§ EXTRAIT FOURNI:

◆ ◆ ◆ ◆ ◆ ◆ ◆



    Vous pourrez continuer de suivre cette piste en suivant les liens ci-dessous :


     https://gilles-verrier.blogspot.com/2018/09/chers-amis-je-veux-absolument-vous.html


    https://vigile.quebec/articles/mort-precoce-de-toutes-les-tentatives-pour-modifier-le-statut-constitutionne



  • André Lemay Répondre

    1 septembre 2018

    René lévesque était-il vraiment indépendantiste? À chacun de voir pour soi.

    Jacques Parizeau,  Bilderberg 1968 à Mont-Trembaln  avec Michel Bélanger, Lester B Pearson, Claude Ryan, Pierre Elliot Trudeau!

    À l'ordre du jour notamment:  "internationalization of business".

    Remarquez-vous le terme inernationalisation? De kèssé que ça peut apporter à la nation?

    Pauline Marois, alors ministre des Finances, de l'Économie et de la Recherche sous Bernard Landry. J'ai une copie, disponible, d'une intervention de madame le  27 mars 2003 à Montréal lors d'un dîner-conférence au "Forum sur l'intégration Nord-Américaine"!

    Je la cite parlant de l'Aléna comme force intégrationniste: "Je suis fière du fait que la nation québécoise ait été aux avant-postes de cette grande aventure d'intégration continentale".

    Donc, Intégrons-nous dans l'internationalisme. La Nation ou ses politiciens et vendeurs de chars usagés que sont nos merdias?? Poser la question...

    Lulu, monsieur miroir, à la solde de mononc Paul comme en fait foi ce magnifique film que l'on retrouve à :  https://www.youtube.com/watch?v=GmDTrjpWVSs pour les images et, pour le texte et les images qu'il décrivait à l'origine :' https://www.youtube.com/watch?v=jSfC9hc4ZfI . pas les mêmes images mais sa narration y est toujours pertinente.

    Pis après ça kékun va v'nir me dire que l'indépendance de notre pays dépens de s'monde là? Tabarnak! Réveillons-nous.



  • Pierre Bouchard Répondre

    31 août 2018

    Bonjour M. Lafrenaie,


    vous avez raison, je pense exactement la même chose.


    J'ajoute que si le PQ fait élire assez de députés pour ne pas mourir, on va continuer à danser avec ce parti pendant encore 10 ans. Et ce sera la catastrophe, on aura atteint le point de non retour, il sera trop tard pour nous. Tous les faits l'accablent, ce parti est une grosse arnaque, autant pour nous que pour les gens qui se sont impliqués honnêtement et qui se sont faits avoir. Son objectif n'est pas l'émancipation de notre peuple.

◆ ◆ ◆ ◆ ◆ ◆ ◆

§ DONNÉES AFFICHÉES:

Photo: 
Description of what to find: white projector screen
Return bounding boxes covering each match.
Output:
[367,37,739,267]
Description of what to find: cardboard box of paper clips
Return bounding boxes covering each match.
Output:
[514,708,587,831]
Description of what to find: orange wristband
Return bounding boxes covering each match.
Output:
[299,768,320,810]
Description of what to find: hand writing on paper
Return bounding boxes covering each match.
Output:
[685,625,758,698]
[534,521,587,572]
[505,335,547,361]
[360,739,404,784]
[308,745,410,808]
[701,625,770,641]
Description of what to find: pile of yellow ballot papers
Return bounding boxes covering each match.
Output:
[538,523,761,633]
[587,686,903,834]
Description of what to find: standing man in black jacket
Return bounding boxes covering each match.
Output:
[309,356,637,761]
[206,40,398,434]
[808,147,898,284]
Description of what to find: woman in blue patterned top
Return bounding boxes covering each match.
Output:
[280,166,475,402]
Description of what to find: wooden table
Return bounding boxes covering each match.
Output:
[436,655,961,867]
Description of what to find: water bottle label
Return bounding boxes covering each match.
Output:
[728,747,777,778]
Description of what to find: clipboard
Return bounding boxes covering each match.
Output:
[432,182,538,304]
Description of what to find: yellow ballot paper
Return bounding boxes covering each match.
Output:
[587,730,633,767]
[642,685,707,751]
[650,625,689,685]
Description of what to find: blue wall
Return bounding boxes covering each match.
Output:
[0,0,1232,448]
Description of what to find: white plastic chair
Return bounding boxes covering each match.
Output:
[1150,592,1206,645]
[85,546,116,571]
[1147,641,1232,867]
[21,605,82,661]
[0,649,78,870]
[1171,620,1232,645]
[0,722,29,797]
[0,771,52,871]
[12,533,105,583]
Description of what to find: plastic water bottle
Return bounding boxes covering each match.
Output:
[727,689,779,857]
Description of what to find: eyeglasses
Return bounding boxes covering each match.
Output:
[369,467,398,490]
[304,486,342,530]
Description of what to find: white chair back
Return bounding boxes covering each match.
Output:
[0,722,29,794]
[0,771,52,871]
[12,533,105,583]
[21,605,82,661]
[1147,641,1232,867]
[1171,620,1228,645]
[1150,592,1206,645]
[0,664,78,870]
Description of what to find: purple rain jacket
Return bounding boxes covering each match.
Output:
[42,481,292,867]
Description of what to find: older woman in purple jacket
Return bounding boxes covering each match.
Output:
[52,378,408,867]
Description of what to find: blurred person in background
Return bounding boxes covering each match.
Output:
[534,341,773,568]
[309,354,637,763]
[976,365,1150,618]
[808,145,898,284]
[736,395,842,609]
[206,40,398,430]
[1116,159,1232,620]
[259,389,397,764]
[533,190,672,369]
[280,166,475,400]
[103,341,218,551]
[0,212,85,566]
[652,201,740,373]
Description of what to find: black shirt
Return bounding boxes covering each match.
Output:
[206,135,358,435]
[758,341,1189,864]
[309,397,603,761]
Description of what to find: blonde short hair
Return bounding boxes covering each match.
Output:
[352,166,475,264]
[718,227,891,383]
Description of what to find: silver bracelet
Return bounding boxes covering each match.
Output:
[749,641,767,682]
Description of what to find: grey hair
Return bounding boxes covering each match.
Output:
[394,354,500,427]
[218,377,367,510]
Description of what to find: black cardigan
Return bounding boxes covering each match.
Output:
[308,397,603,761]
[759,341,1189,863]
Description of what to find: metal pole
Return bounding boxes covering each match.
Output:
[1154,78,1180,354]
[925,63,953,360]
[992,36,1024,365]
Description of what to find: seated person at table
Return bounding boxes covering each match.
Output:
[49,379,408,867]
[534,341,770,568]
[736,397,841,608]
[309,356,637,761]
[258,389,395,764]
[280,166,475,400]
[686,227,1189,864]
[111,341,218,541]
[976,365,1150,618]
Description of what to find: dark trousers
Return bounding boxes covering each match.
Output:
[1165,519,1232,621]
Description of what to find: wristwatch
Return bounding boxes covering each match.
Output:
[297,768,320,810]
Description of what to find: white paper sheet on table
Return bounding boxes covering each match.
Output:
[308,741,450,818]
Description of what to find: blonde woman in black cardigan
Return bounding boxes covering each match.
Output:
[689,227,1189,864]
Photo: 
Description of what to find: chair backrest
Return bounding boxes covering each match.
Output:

◆ ◆ ◆ ◆ ◆ ◆ ◆

§ TÂCHE À RÉALISER 1:
Les énoncés (a), (b) et (c) concordent-ils avec l'extrait ? Répondez à chacun par oui ou par non, en citant mot pour mot les mots décisifs de l'extrait.
(a) Selon l'extrait, Pauline Marois a parlé de l'Aléna comme d'une force intégrationniste.
(b) Pierre Bouchard se dit en désaccord avec M. Lafrenaie.
(c) Pierre Bouchard estime que l'objectif du PQ est l'émancipation du peuple.
§ TÂCHE À RÉALISER 2:
Recopiez mot pour mot la partie de l'extrait qui s'ouvre sur les mots « Jacques Parizeau,  Bilderberg » et se referme sur « Poser la question... ».

§ RÉPONSE PRODUITE 1:
(a) Oui : « Je la cite parlant de l'Aléna comme force intégrationniste »
(b) Non : « vous avez raison, je pense exactement la même chose. »
(c) Non : « Son objectif n'est pas l'émancipation de notre peuple. »

§ RÉPONSE PRODUITE 2:
Jacques Parizeau,  Bilderberg 1968 à Mont-Trembaln  avec Michel Bélanger, Lester B Pearson, Claude Ryan, Pierre Elliot Trudeau!

    À l'ordre du jour notamment:  "internationalization of business".

    Remarquez-vous le terme inernationalisation? De kèssé que ça peut apporter à la nation?

    Pauline Marois, alors ministre des Finances, de l'Économie et de la Recherche sous Bernard Landry. J'ai une copie, disponible, d'une intervention de madame le  27 mars 2003 à Montréal lors d'un dîner-conférence au "Forum sur l'intégration Nord-Américaine"!

    Je la cite parlant de l'Aléna comme force intégrationniste: "Je suis fière du fait que la nation québécoise ait été aux avant-postes de cette grande aventure d'intégration continentale".

    Donc, Intégrons-nous dans l'internationalisme. La Nation ou ses politiciens et vendeurs de chars usagés que sont nos merdias?? Poser la question...